**Listed records:**
+---+

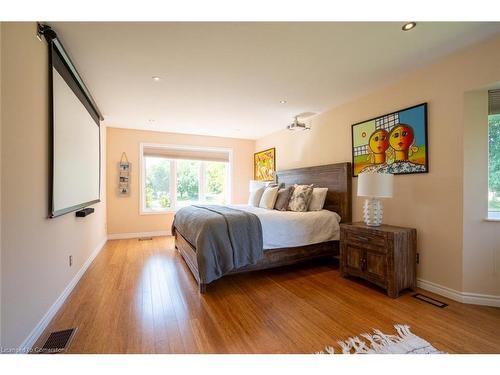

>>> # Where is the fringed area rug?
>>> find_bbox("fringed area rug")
[320,324,444,354]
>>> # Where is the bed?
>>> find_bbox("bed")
[172,163,352,293]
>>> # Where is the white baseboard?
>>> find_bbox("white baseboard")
[108,230,172,240]
[417,279,500,307]
[19,238,107,353]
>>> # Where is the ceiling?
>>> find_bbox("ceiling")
[50,22,500,139]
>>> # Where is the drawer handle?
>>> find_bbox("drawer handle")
[356,236,369,241]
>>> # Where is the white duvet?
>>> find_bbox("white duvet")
[229,204,340,249]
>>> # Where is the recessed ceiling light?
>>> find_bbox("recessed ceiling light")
[401,22,417,31]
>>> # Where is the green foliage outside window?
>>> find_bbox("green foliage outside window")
[488,115,500,211]
[145,157,170,209]
[177,160,200,201]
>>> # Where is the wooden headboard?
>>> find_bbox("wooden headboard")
[276,163,352,223]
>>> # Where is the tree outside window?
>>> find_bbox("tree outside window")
[488,115,500,219]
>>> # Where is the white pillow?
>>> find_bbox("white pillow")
[307,188,328,211]
[259,186,278,210]
[248,188,265,207]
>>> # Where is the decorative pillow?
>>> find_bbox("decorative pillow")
[248,188,265,207]
[274,186,293,211]
[259,186,278,210]
[307,188,328,211]
[288,185,313,212]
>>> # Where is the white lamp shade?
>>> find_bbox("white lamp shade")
[358,173,394,198]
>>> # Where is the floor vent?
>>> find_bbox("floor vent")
[40,328,76,354]
[412,293,448,309]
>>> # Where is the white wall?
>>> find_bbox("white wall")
[1,23,106,348]
[463,89,500,296]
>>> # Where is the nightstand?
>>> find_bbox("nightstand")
[340,223,417,298]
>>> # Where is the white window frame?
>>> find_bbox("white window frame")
[139,143,233,215]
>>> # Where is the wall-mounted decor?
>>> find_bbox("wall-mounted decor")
[118,153,131,197]
[352,103,429,177]
[253,148,276,181]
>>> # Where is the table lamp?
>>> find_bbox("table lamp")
[358,173,393,227]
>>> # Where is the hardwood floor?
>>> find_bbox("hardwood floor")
[38,237,500,353]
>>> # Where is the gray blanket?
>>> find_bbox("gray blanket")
[172,205,263,284]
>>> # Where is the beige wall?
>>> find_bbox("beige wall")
[463,89,500,296]
[107,127,255,234]
[256,37,500,293]
[1,23,106,347]
[0,22,3,347]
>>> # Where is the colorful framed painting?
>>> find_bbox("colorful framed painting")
[352,103,429,177]
[253,148,276,181]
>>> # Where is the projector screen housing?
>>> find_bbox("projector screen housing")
[43,26,102,218]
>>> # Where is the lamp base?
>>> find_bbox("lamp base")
[363,198,384,227]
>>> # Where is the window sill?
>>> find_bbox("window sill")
[484,212,500,222]
[139,208,177,215]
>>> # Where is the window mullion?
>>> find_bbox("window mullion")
[170,160,177,209]
[198,161,206,202]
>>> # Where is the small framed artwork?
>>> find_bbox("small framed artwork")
[253,147,276,181]
[352,103,429,177]
[118,153,131,197]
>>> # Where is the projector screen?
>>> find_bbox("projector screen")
[50,37,100,217]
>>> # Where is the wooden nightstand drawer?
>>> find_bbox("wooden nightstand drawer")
[340,223,417,297]
[343,230,387,252]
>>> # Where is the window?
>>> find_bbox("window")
[488,115,500,220]
[488,90,500,220]
[141,145,231,214]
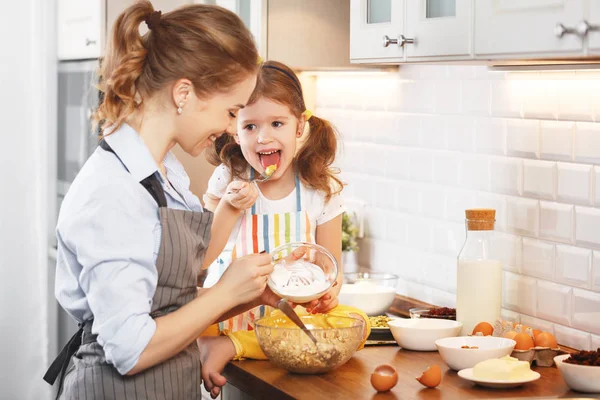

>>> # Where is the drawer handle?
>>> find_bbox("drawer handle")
[382,35,415,47]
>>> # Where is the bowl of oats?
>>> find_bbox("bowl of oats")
[254,314,365,374]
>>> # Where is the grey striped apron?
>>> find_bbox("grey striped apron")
[44,141,213,400]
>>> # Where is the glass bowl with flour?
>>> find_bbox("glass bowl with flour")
[267,242,339,304]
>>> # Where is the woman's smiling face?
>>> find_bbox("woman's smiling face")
[237,97,304,180]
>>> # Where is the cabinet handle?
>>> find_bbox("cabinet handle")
[554,22,578,38]
[383,35,398,47]
[575,20,600,37]
[382,35,415,47]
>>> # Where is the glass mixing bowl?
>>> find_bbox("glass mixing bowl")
[254,314,365,374]
[267,242,339,304]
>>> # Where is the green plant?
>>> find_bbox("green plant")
[342,213,358,251]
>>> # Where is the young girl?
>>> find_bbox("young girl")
[199,61,368,395]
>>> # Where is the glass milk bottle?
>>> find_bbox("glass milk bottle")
[456,209,502,336]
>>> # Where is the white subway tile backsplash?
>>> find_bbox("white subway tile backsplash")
[462,80,492,116]
[419,185,446,219]
[521,314,554,334]
[506,197,540,237]
[475,192,506,231]
[575,122,600,164]
[491,79,523,118]
[374,178,397,210]
[575,207,600,248]
[443,116,475,153]
[555,244,592,288]
[556,163,592,205]
[592,251,600,292]
[419,115,447,149]
[434,80,462,114]
[391,114,423,147]
[490,157,523,196]
[409,150,433,182]
[523,160,556,199]
[540,201,575,243]
[540,121,575,161]
[396,181,420,215]
[407,218,434,251]
[433,222,465,261]
[433,152,458,186]
[554,325,592,350]
[540,280,573,325]
[384,146,410,180]
[502,272,536,315]
[475,118,506,155]
[521,238,554,280]
[491,232,523,273]
[316,65,600,340]
[445,189,478,225]
[458,155,490,190]
[572,289,600,335]
[591,335,600,350]
[506,119,539,158]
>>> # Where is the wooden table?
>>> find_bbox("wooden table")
[224,346,600,400]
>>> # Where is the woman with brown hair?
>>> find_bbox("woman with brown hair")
[44,1,272,400]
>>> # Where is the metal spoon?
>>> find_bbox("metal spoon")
[277,299,319,349]
[227,168,275,194]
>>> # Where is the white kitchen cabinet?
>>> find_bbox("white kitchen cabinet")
[350,0,406,63]
[474,0,584,59]
[405,0,473,61]
[587,0,600,54]
[56,0,105,60]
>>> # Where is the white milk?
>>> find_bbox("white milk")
[456,260,502,336]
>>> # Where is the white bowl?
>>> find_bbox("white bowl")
[435,336,516,371]
[338,282,396,316]
[388,318,462,351]
[554,354,600,393]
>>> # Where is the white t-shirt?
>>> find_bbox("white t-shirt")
[206,165,346,250]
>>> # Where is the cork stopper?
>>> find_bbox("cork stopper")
[465,208,496,231]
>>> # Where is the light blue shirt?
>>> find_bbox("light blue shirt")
[55,124,202,374]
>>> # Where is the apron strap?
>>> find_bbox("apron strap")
[100,139,167,207]
[44,324,83,399]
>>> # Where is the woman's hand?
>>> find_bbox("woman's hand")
[217,254,273,305]
[223,181,258,211]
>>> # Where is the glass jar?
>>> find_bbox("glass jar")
[456,209,502,336]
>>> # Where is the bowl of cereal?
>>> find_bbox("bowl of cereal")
[254,314,365,374]
[267,242,339,304]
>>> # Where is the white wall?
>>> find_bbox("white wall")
[317,65,600,349]
[0,0,55,400]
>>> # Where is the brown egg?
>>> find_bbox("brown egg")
[416,364,442,387]
[535,332,558,349]
[371,364,398,392]
[504,331,517,339]
[513,333,533,350]
[471,322,494,336]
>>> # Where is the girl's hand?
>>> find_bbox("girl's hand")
[223,181,258,211]
[305,281,342,314]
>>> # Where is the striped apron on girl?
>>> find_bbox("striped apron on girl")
[219,169,315,331]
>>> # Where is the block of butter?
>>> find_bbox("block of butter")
[473,356,531,381]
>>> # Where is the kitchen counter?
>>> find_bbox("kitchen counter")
[224,346,598,400]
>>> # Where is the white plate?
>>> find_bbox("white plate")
[458,368,541,389]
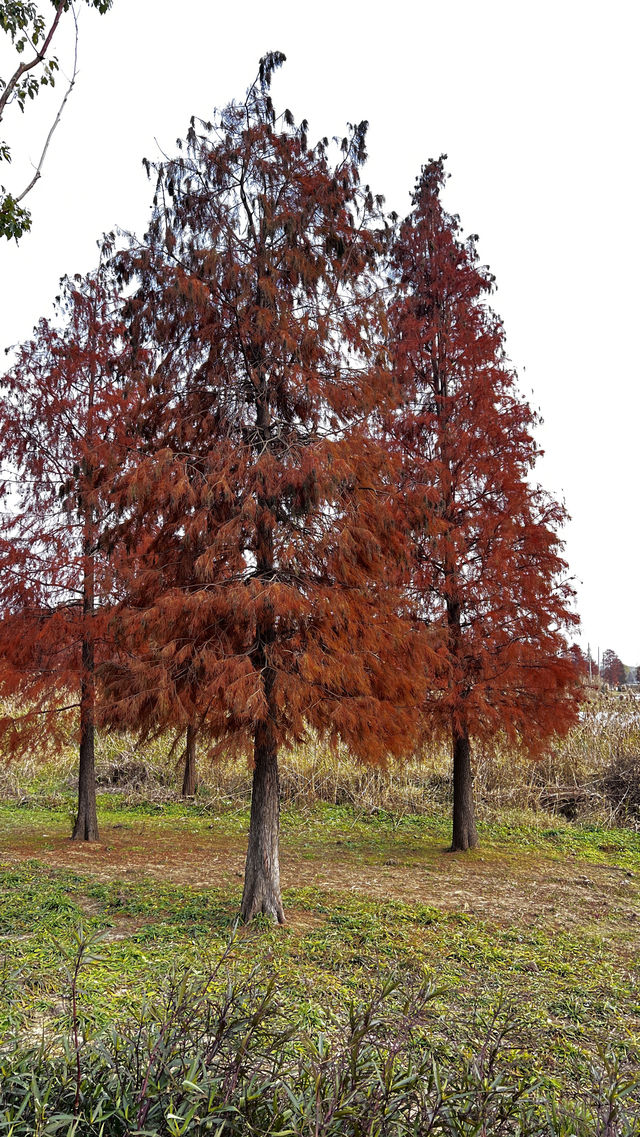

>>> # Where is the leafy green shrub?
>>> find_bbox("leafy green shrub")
[0,932,640,1137]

+---+

**Given exercise:** Could you write out again every line from the one containing "block of butter?" through the last line above, adding 66 to each bounding-box coordinate? Leave the pictures out.

**Answer:**
>>> # Where is the block of butter?
>>> find_bbox("block of butter")
[539,422,597,447]
>>> # Where is the kitchen counter?
>>> find_bbox("kitchen counter")
[290,412,664,466]
>>> # Where is the white plate?
>>> find_bbox("white plate")
[524,434,607,455]

>>> # Where is the leafy green shrub?
>>> find_bbox("leafy green shrub")
[66,998,706,1203]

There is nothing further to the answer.